The court dismissed the government's position that there could be no standing because the plaintiffs had not shown that their taxes were increased because general Congressional appropriations to the Executive branch were used to support the activities of the directors. They held that producing a proof that would show how many funds the plaintiffs would save if the situation was different was unnecessary in cases like this one as "the tangible harm would often be zero because if the complained-of expenditure was enjoined, the money would probably be used to defray some other public expense that would not benefit the taxpayer, rather than returned to him in the form of a lower tax rate."

====Dissent====
Appeals court Judge Kenneth Francis Ripple wrote a dissent that said allowing such taxpayer challenges to the conduct of Executive Branch officials "so long as that conduct was financed in some manner by a congressional appropriation" reflects a "dramatic expansion of current standing doctrine." He held that the Judiciary had allowed taxpayer standing in Establishment Clause cases to prevent Congress from "support[ing] a sectarian cause through the transfer of public funds," as this was "one of the specific evils feared by those who drafted the Establishment Clause and fought for its adoption." Judge Ripple pointed to the general rule that a plaintiff had to “establish a nexus between his status as a taxpayer and the precise nature of the constitutional infringement alleged.” He held that the Foundation and its members had failed to “set forth with sufficient rigor a nexus between their status as taxpayers and an exercise of the congressional power under the Taxing and Spending Clause.” He wrote that they should not be given standing as “A lawsuit based on such undifferentiated injury — a mere disagreement with the government policy — is hardly the case and controversy within the jurisdiction of the federal courts.”

In support of his position Ripple pointed to Schlesinger v. Reservists Committee to Stop the War, which denied standing to taxpayer plaintiffs because they “did not challenge an enactment under Art. I, § 8, but rather the action of the Executive Branch”. He also pointed to the decision of the D.C. Circuit Court decision in District of Columbia Common Cause v. District of Columbia, which held that the "[Supreme] Court has never recognized federal taxpayer standing outside [of Flast’s] narrow facts, and it has refused to extend Flast to exercises of executive power."

====Rehearing denied====
The government filed a petition for rehearing by the Appeals court but it was denied on May 3, 2006, by a vote of 7–4. Two of the judges voting against the rehearing gave their reasoning writing that "the obvious tension which has evolved in this area of jurisprudence ... can only be resolved by the Supreme Court ... [and] the needed consideration of this important issue by that tribunal would be unnecessarily delayed by our further deliberation." The dissenting judges who voted for the case to be reheard at the Appeals level wrote that "the panel’s decision 'has serious implications for judicial governance,' and 'departs significantly from established Supreme Court precedent and creates an inter-circuit conflict ... the Supreme Court, in making an exception to usual standing rules for taxpayers has drawn a very clean line in order to avoid making the federal courts a forum for all sorts of complaints about the conduct of governmental affairs on no basis other than citizen standing.'"

## Stored rows
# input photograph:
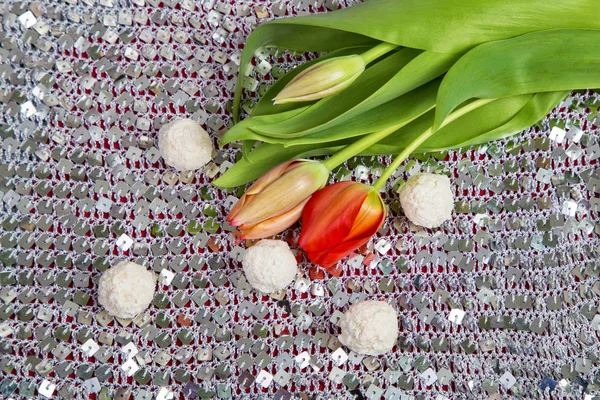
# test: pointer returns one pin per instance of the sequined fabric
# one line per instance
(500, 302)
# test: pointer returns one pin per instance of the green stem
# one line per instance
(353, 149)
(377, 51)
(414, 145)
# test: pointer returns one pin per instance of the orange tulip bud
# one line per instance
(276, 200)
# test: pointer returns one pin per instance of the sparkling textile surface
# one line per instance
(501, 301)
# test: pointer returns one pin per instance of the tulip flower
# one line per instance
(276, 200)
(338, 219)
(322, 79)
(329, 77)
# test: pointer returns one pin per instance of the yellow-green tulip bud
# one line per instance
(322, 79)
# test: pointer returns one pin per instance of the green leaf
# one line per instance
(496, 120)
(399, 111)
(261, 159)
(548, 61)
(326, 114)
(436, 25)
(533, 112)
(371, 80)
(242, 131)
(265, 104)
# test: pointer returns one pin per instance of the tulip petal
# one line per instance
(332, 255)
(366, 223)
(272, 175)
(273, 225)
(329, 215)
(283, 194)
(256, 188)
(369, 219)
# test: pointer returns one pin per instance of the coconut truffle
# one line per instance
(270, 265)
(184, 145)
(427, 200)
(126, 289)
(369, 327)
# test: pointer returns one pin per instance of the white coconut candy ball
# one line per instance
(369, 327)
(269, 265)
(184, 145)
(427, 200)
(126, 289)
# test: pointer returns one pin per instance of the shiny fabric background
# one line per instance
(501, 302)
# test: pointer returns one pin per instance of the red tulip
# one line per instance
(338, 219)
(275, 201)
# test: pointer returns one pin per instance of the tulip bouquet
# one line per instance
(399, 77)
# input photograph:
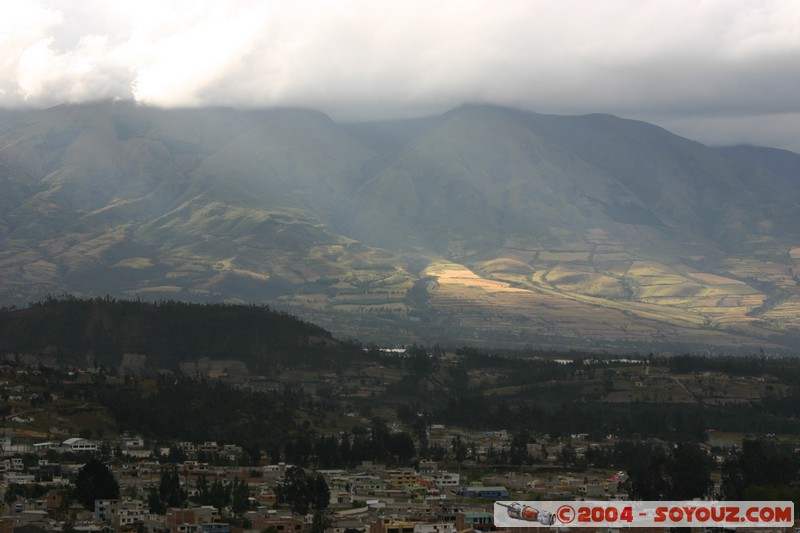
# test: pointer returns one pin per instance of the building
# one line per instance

## Requirement 1
Answer these questions from the taxpayer standing passage, one answer per line and marked the same way:
(a) Which appeals court judge wrote the dissent?
(b) Which case did that judge cite as denying standing to taxpayers who challenged "the action of the Executive Branch"?
(c) On what date, and by what vote, was the petition for rehearing denied?
## Requirement 2
Decide whether each statement agrees with the taxpayer standing passage. Answer yes or no, and quote the words from the passage that settle it.
(a) The court required the plaintiffs to prove how much money they would save.
(b) The government filed the petition for rehearing.
(c) The D.C. Circuit decision said the Supreme Court had extended Flast to exercises of executive power.
## Requirement 3
Resume the taxpayer standing passage after its last sentence and continue the account.

## Exercise response 1
(a) Kenneth Francis Ripple
(b) Schlesinger v. Reservists Committee to Stop the War
(c) May 3, 2006, by a vote of 7–4

## Exercise response 2
(a) No: "producing a proof that would show how many funds the plaintiffs would save if the situation was different was unnecessary in cases like this one"
(b) Yes: "The government filed a petition for rehearing by the Appeals court"
(c) No: "it has refused to extend Flast to exercises of executive power."

## Exercise response 3
==Supreme Court proceedings==

===Petition for certiorari===
The government petitioned the Supreme Court to hear the case saying that the appeals court decision "transforms taxpayer standing in the Establishment Clause context from a narrow exception, designed to prevent the specific historic evil of direct legislative subsidization of religious entities, into a roving license for any 'individual citizen to challenge any action of the executive with which he disagrees, as violative of the establishment Clause.'" The petition said the ruling "cuts taxpayer standing from its constitutional and historical moorings" and contravened judicial precedents "and the
decisions of other circuits." Certiorari was granted on December 1, 2006.

====Government's position====
The Directors' position was argued for by a team headed by United States Solicitor General Paul Clement. They cited Lujan v. Defenders of Wildlife, saying that the Judiciary was Constitutionally limited to hear "actual 'Cases' and 'Controversies.'" For this to be so, the plaintiff must "have suffered an 'injury in fact' in the form of the 'invasion of a legally protected interest,' that is both 'concrete and particularized' and 'actual or imminent, not conjectural or hypothetical.'" They cited DaimlerChrysler Corp. v. Cuno, 126 S. Ct. 1854, 1862 (2006), saying that "Standing has been rejected in such cases because the alleged injury is not 'concrete and particularized,' but instead a grievance the taxpayer 'suffers in some indefinite way in common with people generally,' and because the injury is not 'actual or imminent,' but instead 'conjectural or hypothetical.'" On a similar note they cited Frothingham v. Mellon, 262 U.S. 447, 487 (1923) that "a federal taxpayer’s interest in the moneys of the treasury 'is shared with millions of others; is comparatively minute and indeterminable; and the effect upon future taxation, of any payment out of the funds, so remote, fluctuating and uncertain, that no basis is afforded for an appeal to the preventive powers of a court of equity.'"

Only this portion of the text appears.